Records supplied ->
• • •
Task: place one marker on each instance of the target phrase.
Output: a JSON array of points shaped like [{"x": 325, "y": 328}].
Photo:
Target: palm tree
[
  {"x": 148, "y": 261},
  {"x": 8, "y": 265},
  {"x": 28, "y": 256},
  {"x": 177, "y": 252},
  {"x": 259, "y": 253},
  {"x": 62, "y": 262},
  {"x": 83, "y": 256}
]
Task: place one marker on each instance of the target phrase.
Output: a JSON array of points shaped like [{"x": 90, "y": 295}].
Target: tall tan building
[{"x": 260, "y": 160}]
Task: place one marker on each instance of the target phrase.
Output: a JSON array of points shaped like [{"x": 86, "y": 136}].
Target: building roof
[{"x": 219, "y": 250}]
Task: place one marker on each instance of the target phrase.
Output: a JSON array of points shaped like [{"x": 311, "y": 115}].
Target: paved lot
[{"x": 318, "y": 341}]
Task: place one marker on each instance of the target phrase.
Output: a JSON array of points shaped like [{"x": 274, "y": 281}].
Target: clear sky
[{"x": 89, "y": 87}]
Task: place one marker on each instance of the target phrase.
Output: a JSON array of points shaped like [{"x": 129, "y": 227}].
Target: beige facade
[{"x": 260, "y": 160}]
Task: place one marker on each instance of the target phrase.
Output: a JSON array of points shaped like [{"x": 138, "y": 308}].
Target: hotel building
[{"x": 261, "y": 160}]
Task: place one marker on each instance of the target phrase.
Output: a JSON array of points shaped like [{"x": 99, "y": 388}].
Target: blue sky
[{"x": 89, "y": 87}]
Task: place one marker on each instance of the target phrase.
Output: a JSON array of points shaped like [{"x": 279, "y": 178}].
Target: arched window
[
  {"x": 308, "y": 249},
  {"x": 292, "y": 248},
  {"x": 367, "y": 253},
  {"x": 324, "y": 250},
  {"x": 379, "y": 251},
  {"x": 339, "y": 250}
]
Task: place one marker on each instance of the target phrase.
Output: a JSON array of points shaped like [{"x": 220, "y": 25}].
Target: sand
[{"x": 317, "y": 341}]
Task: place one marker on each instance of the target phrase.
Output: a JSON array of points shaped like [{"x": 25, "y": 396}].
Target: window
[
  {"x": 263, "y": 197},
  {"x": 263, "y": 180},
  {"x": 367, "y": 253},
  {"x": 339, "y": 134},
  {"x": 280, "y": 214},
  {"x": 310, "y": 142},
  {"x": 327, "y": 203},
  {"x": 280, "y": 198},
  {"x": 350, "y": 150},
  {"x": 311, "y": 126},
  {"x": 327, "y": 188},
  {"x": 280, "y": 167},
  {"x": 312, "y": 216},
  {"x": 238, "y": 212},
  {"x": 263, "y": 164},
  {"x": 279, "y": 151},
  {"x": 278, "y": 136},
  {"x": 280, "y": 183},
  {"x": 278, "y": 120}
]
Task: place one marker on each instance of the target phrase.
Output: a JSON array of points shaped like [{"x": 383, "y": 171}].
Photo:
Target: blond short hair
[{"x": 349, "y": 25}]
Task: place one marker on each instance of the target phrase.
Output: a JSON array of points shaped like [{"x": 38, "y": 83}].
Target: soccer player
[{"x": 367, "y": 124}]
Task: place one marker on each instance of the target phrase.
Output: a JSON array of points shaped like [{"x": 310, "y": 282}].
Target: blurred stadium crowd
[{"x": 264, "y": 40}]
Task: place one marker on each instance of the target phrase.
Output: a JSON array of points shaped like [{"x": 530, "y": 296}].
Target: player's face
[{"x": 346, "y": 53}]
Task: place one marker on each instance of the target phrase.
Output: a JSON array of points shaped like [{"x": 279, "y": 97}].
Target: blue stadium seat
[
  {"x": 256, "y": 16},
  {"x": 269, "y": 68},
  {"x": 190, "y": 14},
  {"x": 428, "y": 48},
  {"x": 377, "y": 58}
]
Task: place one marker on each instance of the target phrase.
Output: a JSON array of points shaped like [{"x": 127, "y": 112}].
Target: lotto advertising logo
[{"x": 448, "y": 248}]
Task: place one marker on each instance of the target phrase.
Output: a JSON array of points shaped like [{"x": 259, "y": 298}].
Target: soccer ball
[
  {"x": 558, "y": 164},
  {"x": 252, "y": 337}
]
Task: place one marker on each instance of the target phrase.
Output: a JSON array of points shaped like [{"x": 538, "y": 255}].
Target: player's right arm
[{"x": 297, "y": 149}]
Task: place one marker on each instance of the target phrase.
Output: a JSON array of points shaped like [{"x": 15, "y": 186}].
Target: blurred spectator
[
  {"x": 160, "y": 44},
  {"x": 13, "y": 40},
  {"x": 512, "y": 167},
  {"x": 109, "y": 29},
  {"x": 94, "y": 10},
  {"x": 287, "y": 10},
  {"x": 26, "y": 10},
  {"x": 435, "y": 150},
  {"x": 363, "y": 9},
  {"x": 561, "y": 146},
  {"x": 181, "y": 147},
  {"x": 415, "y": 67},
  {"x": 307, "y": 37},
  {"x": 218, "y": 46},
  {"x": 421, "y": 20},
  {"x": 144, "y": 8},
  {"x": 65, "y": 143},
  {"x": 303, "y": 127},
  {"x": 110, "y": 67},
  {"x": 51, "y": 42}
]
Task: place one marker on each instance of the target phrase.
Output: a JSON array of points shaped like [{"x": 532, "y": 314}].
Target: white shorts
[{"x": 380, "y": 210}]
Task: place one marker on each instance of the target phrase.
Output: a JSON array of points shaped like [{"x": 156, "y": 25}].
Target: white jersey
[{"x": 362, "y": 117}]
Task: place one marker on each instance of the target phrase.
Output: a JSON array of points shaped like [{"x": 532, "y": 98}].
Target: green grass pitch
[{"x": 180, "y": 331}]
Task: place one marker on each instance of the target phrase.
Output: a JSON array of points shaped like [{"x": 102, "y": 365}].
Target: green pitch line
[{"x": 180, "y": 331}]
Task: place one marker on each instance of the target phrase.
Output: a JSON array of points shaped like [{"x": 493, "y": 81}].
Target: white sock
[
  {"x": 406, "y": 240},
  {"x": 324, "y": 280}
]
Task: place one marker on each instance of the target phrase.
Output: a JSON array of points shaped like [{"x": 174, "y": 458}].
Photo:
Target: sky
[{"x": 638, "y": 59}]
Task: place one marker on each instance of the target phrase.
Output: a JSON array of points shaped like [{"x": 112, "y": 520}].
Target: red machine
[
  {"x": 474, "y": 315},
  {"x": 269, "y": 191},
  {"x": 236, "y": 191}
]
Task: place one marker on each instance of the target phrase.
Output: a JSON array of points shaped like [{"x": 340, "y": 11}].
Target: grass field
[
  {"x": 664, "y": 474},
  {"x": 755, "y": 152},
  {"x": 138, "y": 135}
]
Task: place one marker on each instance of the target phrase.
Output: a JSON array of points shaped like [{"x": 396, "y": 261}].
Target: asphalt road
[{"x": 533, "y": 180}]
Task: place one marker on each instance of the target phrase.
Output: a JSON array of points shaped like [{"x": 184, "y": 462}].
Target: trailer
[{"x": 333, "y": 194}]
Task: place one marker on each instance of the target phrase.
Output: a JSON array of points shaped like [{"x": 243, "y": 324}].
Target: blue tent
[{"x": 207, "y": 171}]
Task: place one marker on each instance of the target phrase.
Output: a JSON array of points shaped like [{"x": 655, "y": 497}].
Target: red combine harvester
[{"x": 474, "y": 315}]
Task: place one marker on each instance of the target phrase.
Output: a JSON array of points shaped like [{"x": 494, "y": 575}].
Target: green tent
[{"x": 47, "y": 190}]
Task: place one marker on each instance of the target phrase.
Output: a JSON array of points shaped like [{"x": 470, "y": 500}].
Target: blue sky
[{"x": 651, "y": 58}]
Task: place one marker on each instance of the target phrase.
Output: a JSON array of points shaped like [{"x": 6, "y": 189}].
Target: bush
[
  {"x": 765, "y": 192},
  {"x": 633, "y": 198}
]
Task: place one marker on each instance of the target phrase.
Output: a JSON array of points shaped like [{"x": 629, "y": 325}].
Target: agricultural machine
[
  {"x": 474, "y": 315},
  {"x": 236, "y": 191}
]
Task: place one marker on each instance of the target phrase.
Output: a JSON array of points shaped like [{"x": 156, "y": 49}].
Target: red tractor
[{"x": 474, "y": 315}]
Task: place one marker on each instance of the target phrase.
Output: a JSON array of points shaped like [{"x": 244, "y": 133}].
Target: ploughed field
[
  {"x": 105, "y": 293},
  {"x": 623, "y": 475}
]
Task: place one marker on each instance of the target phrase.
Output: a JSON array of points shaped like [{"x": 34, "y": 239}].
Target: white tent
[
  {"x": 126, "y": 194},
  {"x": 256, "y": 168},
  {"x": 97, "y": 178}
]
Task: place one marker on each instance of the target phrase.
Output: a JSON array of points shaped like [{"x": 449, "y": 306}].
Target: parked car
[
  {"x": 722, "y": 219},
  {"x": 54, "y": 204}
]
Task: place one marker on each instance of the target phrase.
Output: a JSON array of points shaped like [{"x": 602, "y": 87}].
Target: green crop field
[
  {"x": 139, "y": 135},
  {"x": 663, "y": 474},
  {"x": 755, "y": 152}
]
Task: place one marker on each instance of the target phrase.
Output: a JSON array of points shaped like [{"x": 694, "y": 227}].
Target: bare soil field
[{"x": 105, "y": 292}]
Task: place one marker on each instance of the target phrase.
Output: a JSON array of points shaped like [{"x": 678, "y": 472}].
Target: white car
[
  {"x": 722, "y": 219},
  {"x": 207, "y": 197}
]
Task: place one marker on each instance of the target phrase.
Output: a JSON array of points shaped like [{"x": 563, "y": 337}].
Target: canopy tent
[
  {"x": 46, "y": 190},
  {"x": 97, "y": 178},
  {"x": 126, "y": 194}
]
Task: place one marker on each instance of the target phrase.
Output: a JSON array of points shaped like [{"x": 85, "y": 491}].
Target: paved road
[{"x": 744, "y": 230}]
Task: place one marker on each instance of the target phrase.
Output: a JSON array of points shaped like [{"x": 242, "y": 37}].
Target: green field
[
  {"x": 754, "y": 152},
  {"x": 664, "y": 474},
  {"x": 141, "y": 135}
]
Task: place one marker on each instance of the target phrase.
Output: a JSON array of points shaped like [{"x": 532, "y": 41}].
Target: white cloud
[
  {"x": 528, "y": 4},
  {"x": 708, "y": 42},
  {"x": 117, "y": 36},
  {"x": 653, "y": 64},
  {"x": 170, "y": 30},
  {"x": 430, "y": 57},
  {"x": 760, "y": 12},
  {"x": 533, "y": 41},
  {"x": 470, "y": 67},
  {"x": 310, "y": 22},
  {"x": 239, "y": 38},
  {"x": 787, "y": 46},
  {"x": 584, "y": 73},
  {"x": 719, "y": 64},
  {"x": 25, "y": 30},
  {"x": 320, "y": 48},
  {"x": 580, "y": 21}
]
• • •
What needs to be done ->
Report every line in the material above that contains the word "pitch", copying each one in full. Case counts when matching.

Written solution ->
Target: green grass pitch
Target: green pitch line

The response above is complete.